Your task = Count the lines of the records below that contain the string "earring", treating uppercase and lowercase letters as different, and give only that number.

[start of Record extracts]

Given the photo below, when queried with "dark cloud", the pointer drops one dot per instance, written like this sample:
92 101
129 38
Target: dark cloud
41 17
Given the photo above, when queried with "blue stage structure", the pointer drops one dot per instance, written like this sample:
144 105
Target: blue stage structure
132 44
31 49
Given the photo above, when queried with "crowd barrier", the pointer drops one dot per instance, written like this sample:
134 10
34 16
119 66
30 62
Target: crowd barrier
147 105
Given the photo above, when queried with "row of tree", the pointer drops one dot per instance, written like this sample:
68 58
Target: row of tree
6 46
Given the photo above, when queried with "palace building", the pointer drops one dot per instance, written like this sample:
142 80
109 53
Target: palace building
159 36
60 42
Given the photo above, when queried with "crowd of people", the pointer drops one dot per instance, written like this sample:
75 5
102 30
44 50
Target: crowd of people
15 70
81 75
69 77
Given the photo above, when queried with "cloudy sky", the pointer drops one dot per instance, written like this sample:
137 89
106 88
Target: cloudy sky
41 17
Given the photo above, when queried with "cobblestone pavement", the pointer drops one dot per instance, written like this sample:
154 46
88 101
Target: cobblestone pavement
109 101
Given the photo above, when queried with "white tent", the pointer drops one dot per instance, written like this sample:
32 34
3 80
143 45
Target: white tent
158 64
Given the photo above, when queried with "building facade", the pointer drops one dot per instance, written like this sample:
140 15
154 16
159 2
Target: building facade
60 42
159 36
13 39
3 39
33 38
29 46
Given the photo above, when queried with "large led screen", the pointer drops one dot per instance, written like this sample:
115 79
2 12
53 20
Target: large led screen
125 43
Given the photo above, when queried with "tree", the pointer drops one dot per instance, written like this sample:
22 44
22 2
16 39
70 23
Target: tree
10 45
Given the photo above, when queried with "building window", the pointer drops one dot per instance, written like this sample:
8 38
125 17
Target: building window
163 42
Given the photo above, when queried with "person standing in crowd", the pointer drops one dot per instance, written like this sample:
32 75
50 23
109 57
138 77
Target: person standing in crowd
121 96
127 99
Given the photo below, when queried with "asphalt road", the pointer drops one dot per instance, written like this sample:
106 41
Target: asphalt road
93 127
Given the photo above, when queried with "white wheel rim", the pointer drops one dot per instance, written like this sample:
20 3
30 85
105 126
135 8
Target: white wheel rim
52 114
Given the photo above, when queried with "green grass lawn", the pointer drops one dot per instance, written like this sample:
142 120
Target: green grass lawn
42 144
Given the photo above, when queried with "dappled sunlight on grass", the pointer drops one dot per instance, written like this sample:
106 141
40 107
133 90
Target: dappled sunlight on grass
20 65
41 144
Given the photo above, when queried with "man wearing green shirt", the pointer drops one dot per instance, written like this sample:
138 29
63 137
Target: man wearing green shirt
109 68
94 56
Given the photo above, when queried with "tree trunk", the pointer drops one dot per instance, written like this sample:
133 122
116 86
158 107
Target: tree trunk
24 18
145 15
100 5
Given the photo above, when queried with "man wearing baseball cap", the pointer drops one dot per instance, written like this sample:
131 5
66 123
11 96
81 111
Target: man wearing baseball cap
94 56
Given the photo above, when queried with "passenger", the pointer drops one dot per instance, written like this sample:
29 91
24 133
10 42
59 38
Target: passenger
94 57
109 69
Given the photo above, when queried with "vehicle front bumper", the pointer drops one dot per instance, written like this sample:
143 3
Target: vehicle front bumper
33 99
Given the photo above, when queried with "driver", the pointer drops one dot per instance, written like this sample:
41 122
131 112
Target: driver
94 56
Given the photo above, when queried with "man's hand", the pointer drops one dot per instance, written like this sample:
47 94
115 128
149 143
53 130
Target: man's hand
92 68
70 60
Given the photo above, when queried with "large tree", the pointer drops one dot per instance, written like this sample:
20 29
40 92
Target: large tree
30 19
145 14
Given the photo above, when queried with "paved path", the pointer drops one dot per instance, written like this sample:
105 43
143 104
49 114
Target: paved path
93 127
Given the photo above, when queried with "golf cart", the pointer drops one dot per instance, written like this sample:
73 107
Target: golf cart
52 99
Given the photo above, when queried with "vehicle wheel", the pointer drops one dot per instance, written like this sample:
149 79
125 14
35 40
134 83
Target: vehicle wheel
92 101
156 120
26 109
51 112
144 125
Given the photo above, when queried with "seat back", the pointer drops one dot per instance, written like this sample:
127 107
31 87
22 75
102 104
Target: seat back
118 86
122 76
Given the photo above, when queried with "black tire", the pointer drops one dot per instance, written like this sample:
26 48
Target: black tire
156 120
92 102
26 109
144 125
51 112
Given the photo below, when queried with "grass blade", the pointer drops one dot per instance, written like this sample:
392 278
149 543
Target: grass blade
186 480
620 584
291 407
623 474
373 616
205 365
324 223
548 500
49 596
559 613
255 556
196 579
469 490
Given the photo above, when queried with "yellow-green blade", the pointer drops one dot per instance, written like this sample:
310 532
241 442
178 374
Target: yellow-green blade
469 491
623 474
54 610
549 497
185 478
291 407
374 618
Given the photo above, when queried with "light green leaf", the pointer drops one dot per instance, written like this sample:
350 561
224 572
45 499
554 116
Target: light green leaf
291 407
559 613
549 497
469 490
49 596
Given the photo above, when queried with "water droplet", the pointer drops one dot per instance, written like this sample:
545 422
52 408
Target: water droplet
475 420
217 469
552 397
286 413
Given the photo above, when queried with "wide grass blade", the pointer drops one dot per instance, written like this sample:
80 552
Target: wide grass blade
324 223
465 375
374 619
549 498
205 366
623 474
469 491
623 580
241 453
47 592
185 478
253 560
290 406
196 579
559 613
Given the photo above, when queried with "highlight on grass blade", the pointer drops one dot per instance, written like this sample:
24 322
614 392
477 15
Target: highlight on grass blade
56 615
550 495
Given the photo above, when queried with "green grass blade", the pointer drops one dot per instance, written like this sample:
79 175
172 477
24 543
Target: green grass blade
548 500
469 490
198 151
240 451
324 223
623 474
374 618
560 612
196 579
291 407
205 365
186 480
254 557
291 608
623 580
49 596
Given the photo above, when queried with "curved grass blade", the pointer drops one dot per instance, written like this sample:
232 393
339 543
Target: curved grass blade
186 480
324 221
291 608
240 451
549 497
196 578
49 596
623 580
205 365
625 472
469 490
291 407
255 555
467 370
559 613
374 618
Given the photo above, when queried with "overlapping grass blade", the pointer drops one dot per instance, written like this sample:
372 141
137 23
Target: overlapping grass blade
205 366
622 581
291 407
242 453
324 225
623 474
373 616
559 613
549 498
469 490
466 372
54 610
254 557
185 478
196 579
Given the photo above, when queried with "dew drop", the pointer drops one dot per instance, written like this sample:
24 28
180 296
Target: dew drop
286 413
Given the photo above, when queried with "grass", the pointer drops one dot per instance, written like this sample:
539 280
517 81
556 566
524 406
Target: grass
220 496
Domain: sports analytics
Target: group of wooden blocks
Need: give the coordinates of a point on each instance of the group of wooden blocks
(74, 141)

[end of Record extracts]
[start of Record extracts]

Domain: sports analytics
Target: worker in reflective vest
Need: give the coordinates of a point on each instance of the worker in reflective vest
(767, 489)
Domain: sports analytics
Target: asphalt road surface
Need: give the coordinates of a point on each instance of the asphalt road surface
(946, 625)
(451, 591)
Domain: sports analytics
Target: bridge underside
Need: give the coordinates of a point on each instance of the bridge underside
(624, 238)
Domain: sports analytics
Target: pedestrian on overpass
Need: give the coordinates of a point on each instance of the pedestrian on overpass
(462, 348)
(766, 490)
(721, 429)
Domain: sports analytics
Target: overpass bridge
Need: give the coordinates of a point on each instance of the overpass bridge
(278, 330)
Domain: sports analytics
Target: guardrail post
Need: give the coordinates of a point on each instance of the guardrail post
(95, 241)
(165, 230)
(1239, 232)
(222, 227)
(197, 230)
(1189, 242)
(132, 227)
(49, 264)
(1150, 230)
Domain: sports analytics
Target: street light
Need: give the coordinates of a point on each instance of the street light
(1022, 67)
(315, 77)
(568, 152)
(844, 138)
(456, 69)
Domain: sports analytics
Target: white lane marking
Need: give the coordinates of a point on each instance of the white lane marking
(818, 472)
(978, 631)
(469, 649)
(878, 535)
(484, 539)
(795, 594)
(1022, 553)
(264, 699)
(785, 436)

[end of Record extracts]
[start of Record extracts]

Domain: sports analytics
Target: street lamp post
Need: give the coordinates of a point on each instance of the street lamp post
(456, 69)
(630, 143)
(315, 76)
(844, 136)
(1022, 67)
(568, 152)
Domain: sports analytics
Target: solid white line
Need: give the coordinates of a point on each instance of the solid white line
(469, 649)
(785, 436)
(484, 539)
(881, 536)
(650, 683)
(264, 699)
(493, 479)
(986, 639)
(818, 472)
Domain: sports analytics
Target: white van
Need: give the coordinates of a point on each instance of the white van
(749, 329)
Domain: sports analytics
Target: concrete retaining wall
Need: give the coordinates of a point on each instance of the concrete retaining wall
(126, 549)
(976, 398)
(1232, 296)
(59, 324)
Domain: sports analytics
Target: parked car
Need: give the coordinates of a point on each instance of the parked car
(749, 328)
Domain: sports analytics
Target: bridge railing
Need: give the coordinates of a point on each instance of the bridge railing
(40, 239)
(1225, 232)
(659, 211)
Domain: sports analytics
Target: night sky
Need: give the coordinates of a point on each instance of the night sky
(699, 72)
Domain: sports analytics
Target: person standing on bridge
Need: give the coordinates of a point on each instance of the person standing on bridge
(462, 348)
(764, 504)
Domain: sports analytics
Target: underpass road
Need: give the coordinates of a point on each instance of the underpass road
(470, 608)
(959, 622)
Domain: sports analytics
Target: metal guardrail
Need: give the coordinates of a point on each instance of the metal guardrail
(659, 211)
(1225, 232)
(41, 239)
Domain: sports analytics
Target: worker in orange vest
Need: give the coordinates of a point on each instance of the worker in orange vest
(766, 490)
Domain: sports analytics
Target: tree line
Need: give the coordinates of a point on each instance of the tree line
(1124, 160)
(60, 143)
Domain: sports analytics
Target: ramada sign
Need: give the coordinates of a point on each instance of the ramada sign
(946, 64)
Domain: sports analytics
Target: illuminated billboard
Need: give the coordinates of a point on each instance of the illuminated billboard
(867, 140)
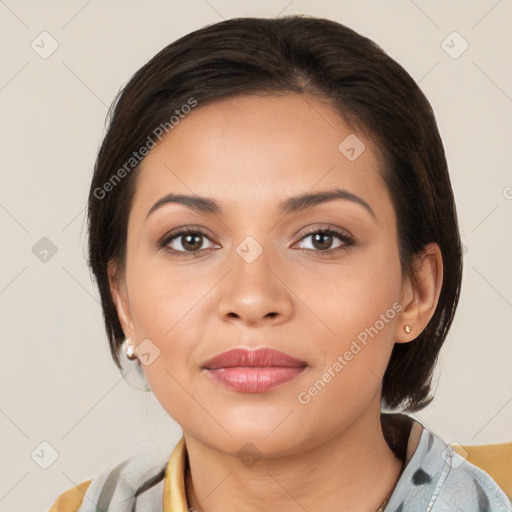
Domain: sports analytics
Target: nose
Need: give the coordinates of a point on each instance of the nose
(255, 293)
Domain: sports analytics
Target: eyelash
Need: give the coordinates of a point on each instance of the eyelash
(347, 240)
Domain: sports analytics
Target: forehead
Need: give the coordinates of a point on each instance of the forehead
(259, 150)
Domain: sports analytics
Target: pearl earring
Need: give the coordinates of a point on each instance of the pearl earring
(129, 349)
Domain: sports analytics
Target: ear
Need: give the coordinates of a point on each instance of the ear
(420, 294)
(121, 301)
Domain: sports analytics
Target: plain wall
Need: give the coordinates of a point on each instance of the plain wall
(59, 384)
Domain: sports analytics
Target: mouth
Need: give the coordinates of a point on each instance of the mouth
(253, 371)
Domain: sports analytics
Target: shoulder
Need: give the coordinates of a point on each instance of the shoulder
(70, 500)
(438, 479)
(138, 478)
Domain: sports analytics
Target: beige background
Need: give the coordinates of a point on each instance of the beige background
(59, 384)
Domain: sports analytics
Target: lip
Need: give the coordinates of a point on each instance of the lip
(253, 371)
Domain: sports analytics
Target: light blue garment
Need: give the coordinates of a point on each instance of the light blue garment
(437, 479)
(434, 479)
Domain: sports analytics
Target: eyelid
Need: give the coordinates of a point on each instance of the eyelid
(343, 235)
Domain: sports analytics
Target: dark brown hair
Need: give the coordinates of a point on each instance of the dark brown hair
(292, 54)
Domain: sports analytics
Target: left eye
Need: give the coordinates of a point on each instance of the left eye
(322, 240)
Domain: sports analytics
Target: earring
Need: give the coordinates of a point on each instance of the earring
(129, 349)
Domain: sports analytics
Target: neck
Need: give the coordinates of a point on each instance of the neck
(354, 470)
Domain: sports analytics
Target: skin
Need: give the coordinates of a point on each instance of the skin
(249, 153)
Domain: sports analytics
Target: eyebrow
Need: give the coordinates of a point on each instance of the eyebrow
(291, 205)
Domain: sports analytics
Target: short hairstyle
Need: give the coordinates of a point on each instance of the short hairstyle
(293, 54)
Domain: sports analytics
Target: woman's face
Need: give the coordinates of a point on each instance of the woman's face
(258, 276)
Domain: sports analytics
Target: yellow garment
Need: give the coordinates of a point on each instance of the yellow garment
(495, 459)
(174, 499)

[end of Record extracts]

Result of this task = 4